▶ _The problem_
Print the data that follows exactly as it stands, from its first line through the line containing "sample | [114, 232]", and stop there.

▶ _Available records_
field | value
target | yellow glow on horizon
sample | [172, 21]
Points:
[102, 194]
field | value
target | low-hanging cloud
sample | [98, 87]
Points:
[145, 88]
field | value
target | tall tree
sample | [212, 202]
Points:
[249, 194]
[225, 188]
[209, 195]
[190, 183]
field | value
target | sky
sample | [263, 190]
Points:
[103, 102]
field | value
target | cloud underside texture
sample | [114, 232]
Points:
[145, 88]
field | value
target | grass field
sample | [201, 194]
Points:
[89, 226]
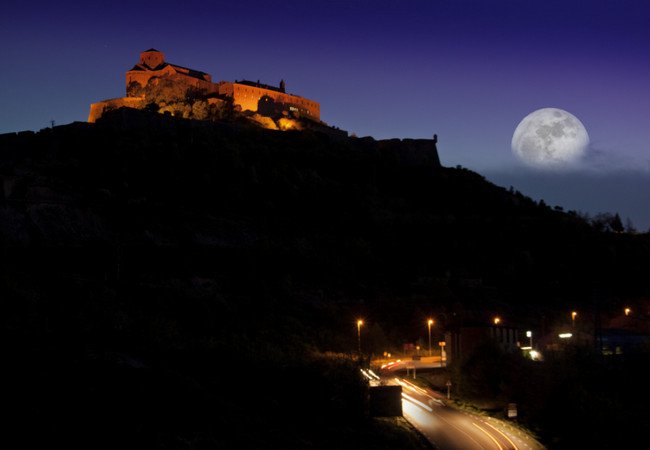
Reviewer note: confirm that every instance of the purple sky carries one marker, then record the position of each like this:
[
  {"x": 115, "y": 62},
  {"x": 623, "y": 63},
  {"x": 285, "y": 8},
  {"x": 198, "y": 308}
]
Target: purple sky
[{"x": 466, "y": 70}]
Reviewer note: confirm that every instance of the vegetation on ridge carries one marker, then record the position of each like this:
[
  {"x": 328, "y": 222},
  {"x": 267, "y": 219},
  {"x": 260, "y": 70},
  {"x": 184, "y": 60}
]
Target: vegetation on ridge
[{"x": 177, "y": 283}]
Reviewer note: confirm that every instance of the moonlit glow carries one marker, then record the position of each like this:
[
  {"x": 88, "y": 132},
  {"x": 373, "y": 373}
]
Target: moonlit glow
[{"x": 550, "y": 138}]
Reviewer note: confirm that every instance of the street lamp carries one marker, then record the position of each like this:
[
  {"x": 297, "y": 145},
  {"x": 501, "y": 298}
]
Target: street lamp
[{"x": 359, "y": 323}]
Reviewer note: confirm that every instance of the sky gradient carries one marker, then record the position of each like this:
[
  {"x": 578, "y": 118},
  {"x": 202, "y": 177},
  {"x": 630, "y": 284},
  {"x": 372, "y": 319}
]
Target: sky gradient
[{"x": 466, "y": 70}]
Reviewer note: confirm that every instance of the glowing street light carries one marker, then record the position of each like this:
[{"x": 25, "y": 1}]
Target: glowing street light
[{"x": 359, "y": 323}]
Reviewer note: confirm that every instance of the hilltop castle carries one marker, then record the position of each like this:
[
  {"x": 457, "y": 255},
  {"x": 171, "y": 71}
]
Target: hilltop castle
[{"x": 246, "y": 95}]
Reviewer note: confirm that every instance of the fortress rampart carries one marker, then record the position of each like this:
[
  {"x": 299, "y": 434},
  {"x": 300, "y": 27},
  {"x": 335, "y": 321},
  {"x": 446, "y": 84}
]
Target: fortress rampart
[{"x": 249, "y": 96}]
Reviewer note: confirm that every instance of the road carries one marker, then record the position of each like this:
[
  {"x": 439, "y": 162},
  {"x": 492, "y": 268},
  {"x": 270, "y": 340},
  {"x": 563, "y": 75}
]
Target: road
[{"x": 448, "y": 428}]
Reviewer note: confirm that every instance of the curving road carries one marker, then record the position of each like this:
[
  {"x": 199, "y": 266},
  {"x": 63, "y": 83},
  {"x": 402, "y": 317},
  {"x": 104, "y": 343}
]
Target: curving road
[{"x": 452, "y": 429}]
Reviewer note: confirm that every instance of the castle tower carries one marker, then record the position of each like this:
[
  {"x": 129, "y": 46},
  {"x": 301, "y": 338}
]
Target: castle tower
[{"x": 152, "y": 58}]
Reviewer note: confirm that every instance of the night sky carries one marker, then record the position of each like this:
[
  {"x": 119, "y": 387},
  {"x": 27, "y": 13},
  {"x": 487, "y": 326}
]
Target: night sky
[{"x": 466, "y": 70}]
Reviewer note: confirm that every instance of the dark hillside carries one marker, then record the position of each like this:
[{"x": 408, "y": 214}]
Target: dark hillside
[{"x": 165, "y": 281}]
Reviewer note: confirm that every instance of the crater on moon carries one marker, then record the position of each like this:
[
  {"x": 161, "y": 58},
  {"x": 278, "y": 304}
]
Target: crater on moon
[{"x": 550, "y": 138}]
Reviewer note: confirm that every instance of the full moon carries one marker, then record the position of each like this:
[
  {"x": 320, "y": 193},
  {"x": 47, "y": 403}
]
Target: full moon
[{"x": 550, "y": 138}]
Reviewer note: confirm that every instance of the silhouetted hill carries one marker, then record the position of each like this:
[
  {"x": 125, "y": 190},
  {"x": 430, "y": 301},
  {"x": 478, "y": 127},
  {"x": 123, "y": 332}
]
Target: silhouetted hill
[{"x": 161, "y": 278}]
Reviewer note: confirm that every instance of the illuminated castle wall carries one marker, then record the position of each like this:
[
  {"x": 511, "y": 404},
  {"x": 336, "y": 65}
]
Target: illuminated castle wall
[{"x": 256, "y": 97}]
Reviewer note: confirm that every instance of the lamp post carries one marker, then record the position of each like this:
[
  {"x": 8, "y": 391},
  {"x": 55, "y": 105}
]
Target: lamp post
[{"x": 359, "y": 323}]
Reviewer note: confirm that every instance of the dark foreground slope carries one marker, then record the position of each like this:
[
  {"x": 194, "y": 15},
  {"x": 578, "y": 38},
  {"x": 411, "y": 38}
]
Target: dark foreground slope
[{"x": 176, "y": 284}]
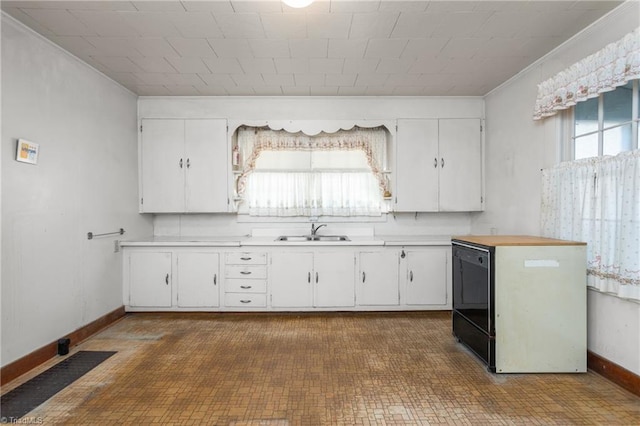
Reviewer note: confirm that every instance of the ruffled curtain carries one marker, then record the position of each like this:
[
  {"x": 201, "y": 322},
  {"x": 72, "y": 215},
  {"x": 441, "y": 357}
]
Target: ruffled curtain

▶ _Result for this task_
field | value
target | yellow glow on horizon
sample | [172, 21]
Points:
[102, 194]
field | value
target | low-hanging cloud
sample | [98, 87]
Points:
[145, 88]
field | value
target | tall tree
sample | [212, 202]
Points:
[249, 194]
[225, 188]
[209, 195]
[190, 183]
field | value
target | sky
sample | [263, 190]
Points:
[103, 102]
field | value
target | cloud underside texture
sample | [114, 232]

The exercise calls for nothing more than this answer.